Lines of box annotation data
+---+
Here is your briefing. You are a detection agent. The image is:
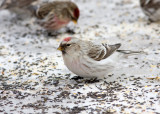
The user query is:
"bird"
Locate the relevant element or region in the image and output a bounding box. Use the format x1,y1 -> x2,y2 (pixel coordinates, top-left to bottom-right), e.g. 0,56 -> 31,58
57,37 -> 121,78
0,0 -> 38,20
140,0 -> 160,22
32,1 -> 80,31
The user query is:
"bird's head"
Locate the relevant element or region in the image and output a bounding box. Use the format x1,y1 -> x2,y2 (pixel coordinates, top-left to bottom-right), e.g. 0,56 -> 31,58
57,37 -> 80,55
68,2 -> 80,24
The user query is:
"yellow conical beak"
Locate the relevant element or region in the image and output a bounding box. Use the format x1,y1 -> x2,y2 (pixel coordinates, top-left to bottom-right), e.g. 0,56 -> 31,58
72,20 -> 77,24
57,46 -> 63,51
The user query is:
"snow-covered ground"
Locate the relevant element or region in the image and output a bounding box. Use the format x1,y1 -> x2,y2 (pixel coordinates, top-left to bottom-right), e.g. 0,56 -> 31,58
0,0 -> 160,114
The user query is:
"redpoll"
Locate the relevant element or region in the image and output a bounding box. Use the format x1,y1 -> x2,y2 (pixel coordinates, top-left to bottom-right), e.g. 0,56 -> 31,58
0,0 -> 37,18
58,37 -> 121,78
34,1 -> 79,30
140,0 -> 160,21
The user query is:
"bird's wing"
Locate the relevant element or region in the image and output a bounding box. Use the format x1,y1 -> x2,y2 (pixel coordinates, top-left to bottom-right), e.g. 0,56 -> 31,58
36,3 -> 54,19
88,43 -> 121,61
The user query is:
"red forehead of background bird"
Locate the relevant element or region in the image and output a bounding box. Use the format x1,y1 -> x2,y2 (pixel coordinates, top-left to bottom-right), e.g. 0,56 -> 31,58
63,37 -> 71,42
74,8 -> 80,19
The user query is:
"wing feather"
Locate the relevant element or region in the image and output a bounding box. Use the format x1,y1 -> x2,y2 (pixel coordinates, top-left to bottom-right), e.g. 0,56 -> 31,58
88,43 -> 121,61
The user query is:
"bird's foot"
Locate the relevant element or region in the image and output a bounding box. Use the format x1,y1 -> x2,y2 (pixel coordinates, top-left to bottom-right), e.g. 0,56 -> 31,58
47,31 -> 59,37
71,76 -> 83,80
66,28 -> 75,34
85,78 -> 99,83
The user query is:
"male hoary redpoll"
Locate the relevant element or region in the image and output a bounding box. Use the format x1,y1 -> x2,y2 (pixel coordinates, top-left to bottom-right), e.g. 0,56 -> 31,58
+---+
Task to carry out
Reproduce the lines from the start of the records through the line containing "32,1 -> 80,31", including both ends. Leave the pictures out of the copy.

Response
Here is your briefing. You are a detection agent. The image is:
The user query is:
"bird"
Locate the relevant element or region in the image and output a bounding box. Use the format x1,y1 -> x2,y2 (pixel coordinates, top-left to bottom-right), e.g. 0,56 -> 31,58
57,37 -> 121,78
0,0 -> 38,20
140,0 -> 160,22
32,1 -> 80,31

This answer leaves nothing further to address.